- **ПРИВЕДЁННЫЙ ОТРЫВОК**

Литература как опыт, или «Буржуазный читатель» как культурный герой (Венедиктова) - страница 56

. Фактически поэт говорит здесь читателю: не слушайте критиков с их предрассудками и назиданиями, прислушайтесь к внутреннему опыту, которому, вы, возможно, просто не отваживались до сих пор поверить! Разрыв между предполагаемой аудиторией, склонной пассивно следовать авторитетным суждениям вкуса, и аудиторией желаемой, готовой довериться спонтанному переживанию и сотрудничать с поэтом на новых условиях, заложен в самой книге как проблема и интрига. Этим поэтическим текстам предстояло еще найти, то есть по-настоящему произвести, создать публику, способную ими свободно наслаждаться.

Задача эксперимента далее в предисловии конкретизировалась со скромной дерзостью: «выяснить, в какой мере разговорный язык средних и низших классов общества может служить источником поэтического наслаждения»[159]. Ставка на усредненность разговорного стиля (в традиции размышлений об искусстве она никак не ассоциировалась с серьезными поэтическими достижениями!) была в данном случае принципиальна: не только определенный социальный слой подразумевался в качестве адресата, но и определенное отношение к речепользованию — в качестве ориентира. С точки зрения молодого поэта, способ обращения со словом высших слоев далек от естественности и скован предрассудками, но низшим сословиям также недостает свободы в отношении языка, да они и не читают книг. Поэтому опорой и адресатом поэтического эксперимента признаваем фактически городской средний класс — люди, достаточно образованные, чтобы питать интерес к литературе, и достаточно состоятельные, чтобы его удовлетворять. Они же более, чем кто-либо, подвержены эффектам современной информационной среды и в силу этого далеки от канонов высокого поэтического вкуса. Но это не значит — безнадежны.

- **ЗАДАНИЕ**
Допишите следующую часть отрывка о поэтическом эксперименте и среднем классе как его адресате, начав сразу после последнего предложения. Записи ниже не имеют отношения к отрывку.

- **ИСХОДНЫЕ ЗАПИСИ**
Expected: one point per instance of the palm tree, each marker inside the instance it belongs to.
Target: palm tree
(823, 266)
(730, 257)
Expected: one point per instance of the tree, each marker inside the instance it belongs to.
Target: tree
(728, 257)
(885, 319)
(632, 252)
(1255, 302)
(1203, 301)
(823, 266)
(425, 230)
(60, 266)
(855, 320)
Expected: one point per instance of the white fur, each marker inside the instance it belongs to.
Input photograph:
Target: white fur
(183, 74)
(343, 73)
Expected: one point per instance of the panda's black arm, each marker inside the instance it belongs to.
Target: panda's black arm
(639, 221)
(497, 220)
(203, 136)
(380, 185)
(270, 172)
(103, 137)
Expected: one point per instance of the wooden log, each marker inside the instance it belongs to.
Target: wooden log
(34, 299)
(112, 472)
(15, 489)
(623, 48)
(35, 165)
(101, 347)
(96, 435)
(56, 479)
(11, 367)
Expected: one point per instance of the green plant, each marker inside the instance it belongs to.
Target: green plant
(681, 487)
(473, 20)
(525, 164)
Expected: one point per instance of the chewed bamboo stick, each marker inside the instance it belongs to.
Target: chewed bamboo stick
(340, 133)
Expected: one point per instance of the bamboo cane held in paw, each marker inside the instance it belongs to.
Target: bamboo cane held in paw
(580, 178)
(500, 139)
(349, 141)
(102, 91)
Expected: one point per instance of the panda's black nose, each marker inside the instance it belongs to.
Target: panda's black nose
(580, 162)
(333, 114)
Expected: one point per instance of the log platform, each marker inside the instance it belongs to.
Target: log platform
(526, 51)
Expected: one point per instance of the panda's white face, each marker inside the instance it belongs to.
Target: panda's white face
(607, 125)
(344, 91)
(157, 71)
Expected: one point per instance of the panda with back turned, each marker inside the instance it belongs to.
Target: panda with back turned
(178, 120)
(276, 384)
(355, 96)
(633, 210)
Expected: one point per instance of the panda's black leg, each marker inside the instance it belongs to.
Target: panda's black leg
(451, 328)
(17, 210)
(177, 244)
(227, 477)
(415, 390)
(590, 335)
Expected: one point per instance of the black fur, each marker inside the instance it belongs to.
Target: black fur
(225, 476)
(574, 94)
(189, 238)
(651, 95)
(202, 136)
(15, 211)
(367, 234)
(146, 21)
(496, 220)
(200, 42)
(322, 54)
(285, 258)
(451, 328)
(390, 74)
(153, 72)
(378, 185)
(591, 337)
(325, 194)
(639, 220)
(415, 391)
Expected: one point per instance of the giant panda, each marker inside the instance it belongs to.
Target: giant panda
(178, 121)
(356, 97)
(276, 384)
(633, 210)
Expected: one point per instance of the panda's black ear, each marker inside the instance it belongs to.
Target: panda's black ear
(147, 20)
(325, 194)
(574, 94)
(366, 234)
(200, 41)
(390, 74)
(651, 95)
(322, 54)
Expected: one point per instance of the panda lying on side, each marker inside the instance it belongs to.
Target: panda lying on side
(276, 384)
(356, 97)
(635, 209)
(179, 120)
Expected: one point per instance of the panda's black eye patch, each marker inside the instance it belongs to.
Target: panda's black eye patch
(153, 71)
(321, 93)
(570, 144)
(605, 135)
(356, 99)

--

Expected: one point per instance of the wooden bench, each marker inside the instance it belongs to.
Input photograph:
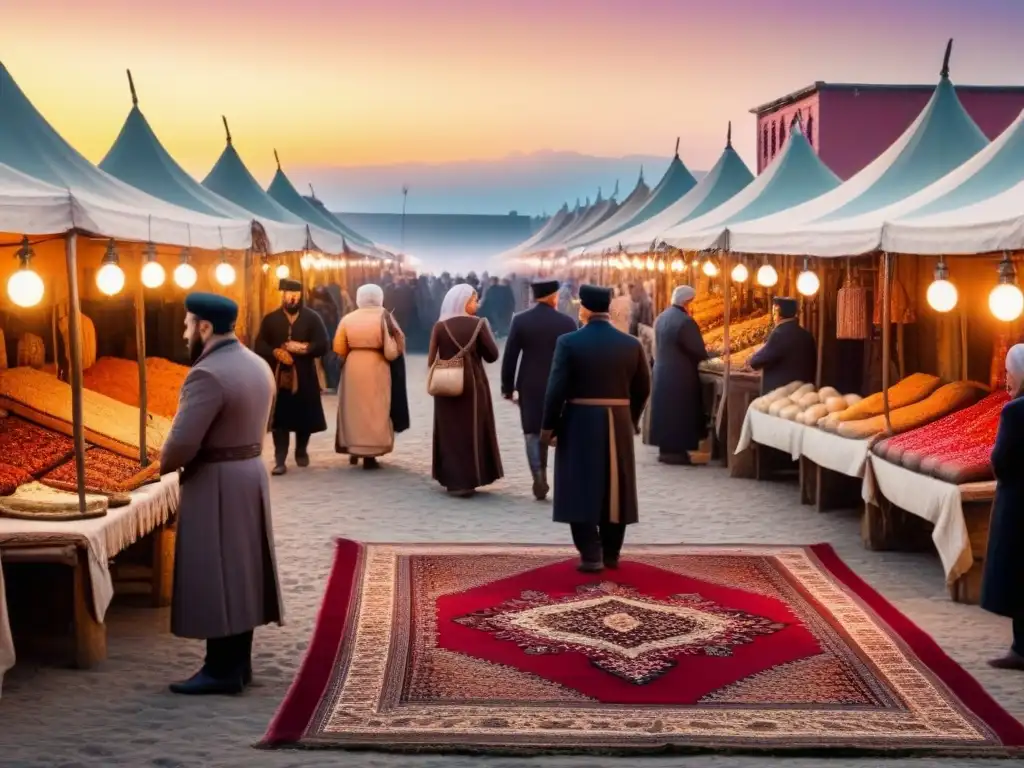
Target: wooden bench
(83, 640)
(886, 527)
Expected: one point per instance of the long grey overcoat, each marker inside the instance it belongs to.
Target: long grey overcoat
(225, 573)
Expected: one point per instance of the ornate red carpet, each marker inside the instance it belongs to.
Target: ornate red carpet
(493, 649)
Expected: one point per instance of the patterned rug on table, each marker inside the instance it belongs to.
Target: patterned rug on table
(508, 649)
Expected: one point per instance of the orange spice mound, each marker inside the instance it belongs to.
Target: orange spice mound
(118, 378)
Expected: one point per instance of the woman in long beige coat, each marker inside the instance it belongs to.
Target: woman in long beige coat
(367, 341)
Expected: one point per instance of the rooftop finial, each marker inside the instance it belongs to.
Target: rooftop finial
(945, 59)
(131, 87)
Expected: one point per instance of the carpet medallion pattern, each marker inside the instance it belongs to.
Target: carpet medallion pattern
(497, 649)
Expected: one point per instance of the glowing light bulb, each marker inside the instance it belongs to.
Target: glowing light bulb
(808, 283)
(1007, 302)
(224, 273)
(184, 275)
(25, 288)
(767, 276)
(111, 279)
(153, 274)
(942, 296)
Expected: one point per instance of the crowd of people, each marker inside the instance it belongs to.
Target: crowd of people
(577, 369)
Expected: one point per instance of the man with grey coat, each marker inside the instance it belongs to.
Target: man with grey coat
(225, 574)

- **РЕЗУЛЬТАТ**
В стихотворении «Глядящие на звезды» («Star-Gazers», 1807) Вордсворт создает выразительный образ городской публики-толпы, жаждущей платных развлечений и охочей до сенсаций. У ярмарочного балагана люди дожидаются очереди поглазеть в телескоп, но, увидев звездное небо искусственно приближенным, расходятся, как ни странно, с неудовлетворенными лицами. Они явно не увидели того, что хотели увидеть, желаемого прозрения не возникло. О чем это говорит? — спрашивает себя лирический герой стихотворения. Означает ли это, что души «глядельщиков» заведомо слепы, неспособны к полету? Вопрос оформлен как риторический[160] и ответом на него — эмфатическое «нет, нет, не может быть» («…No, no, this cannot be…»). Напротив, разочарованность, написанная на лицах, свидетельствует о наличии духовного запроса, не удовлетворенного и не удовлетворимого элементарной технологией зрелища.